*Texto da página*.

Procurada pela reportagem, a defesa de Sebastião, representada pelo advogado Fernando Rabelo Rodrigues, disse que o cliente dele “realizou depósitos tão logo ocorreram os fatos e está enviando todos os esforços para reparar o dano e minorar o sofrimento”. Ainda conforme o comunicado, o ex-patrão ficou “compadecido e consternado com a situação de seu melhor amigo Antônio, além de muito arrependido”. Leia o posicionamento na íntegra no fim da reportagem.
Agora, Stefane tenta conseguir uma vaga para Antônio na Rede Sarah, na unidade de Belo Horizonte. Os hospitais que integram o complexo de atendimento médico são especializados na reabilitação das áreas neurológica e ortopédica. “Eles têm dois pré-requisitos para admissão. Um deles é não estar com traqueostomia, que foi retirada do meu filho depois de ele ter alta. A outra condição, e que falta resolver, é curar as feridas na região do cóccix [extremidade inferior da coluna vertebral]”, explicou.

*Entradas de dados salvas*.
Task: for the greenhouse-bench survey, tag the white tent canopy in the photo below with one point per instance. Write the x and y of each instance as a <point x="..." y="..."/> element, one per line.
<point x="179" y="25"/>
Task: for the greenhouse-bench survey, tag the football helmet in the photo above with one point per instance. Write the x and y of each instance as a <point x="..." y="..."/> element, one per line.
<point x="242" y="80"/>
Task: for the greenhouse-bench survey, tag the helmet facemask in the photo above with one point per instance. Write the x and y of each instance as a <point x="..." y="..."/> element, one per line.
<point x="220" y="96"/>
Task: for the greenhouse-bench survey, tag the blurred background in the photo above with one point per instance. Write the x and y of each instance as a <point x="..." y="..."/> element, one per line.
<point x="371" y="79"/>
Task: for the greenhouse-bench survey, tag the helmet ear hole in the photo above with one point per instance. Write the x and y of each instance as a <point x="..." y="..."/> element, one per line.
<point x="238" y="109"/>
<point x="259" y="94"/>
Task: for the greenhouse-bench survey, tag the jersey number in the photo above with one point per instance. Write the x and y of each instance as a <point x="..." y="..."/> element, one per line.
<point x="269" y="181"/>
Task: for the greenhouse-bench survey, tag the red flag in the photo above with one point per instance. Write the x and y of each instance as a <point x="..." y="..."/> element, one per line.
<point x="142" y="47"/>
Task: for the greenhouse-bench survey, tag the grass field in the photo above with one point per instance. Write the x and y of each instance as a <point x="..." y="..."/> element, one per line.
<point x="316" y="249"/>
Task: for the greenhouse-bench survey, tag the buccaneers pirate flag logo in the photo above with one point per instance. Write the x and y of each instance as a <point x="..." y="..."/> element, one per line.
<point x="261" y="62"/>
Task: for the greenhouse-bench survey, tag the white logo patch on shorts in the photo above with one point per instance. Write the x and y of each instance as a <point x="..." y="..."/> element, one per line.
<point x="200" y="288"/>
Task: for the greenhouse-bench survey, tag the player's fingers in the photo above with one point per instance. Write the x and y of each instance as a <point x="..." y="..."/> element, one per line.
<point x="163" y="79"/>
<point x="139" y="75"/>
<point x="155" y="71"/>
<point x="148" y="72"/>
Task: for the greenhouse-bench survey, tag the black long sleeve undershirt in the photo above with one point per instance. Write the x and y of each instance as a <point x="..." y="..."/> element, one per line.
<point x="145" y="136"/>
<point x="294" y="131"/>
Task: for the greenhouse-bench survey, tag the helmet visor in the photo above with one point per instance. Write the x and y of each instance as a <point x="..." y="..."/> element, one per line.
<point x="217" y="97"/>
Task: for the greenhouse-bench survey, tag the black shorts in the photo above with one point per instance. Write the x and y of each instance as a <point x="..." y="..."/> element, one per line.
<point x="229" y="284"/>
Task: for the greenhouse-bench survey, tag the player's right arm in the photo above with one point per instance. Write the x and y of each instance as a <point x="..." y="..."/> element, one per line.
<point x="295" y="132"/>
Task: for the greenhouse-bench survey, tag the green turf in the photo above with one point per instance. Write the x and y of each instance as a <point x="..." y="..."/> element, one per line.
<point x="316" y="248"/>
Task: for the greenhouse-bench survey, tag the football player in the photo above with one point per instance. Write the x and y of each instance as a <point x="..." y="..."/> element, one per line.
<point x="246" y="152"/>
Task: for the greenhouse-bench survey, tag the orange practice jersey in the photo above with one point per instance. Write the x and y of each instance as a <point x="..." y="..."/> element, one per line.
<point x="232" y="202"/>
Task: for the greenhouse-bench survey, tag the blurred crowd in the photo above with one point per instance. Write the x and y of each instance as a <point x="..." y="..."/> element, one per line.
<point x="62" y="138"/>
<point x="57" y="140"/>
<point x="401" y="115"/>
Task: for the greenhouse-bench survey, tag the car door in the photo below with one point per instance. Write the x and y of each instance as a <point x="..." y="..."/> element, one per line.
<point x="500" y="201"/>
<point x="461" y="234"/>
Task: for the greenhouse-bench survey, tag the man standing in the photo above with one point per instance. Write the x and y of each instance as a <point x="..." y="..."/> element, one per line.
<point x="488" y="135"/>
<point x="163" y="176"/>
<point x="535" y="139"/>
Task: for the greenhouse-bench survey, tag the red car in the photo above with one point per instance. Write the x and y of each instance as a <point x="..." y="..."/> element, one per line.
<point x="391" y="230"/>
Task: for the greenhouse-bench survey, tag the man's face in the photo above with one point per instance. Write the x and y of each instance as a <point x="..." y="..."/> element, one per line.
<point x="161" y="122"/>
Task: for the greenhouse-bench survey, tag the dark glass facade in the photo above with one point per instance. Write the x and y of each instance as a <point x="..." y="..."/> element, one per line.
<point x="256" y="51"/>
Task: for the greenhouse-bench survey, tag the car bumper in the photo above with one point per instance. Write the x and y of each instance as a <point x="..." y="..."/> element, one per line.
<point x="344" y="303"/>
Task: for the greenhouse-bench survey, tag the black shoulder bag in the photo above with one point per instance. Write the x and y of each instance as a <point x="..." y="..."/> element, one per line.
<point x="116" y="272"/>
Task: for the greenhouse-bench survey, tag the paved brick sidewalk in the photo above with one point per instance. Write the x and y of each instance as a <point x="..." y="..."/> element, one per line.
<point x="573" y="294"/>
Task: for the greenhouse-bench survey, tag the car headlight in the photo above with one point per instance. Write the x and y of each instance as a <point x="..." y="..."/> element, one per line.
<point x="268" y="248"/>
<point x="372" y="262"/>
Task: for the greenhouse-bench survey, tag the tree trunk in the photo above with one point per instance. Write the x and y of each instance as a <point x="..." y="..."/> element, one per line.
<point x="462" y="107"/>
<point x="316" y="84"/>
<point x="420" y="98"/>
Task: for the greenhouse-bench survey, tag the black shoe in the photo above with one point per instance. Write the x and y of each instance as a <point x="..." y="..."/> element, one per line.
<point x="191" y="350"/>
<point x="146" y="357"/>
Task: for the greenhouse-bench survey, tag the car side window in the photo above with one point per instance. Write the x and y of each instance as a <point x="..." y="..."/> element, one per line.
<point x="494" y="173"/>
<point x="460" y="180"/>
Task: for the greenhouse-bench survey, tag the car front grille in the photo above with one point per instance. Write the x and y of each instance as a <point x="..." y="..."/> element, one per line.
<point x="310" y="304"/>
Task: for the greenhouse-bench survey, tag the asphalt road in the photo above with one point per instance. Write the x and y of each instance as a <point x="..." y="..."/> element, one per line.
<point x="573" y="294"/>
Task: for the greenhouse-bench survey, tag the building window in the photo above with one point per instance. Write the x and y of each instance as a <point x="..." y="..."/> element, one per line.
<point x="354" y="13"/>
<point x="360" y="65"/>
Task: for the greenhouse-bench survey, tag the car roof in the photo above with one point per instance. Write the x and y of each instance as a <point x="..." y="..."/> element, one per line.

*Tarefa a realizar*. Por favor, escreva a continuação da reportagem sobre Antônio e a busca por uma vaga na Rede Sarah, começando logo após a última frase.

*Sua resposta*.
Réu por quatro crimes
Dois dias após o crime, em 30 de dezembro, a Justiça expediu o mandado de prisão temporária de Sebastião Camargos de Oliveira, que foi cumprido em 3 de janeiro. No dia 31 do mesmo mês, ele se tornou réu por tentativa de homicídio qualificado com dolo eventual — ou seja, quando o agente não deseja a morte da vítima, mas assume a possibilidade de causá-la mediante sua conduta. Ele ainda passou a responder por porte ilegal de arma de fogo, disparo de arma de fogo e embriaguez ao volante.
“A respeito da autoria, destaque-se que, sem prejuízo de eventuais teses defensivas, o próprio réu, ao ser interrogado na Delegacia de Polícia, confirmou ter sacado uma arma de fogo da cintura e efetuado dois disparos para o alto”, destacou a juíza Dielly Karine Moreno Lopes, da 2ª Vara Cível, Criminal e da Infância e da Juventude da Comarca de São Gotardo, ao acatar a denúncia do Ministério Público. A magistrada acrescentou que no local estavam várias pessoas, inclusive crianças e uma mulher grávida.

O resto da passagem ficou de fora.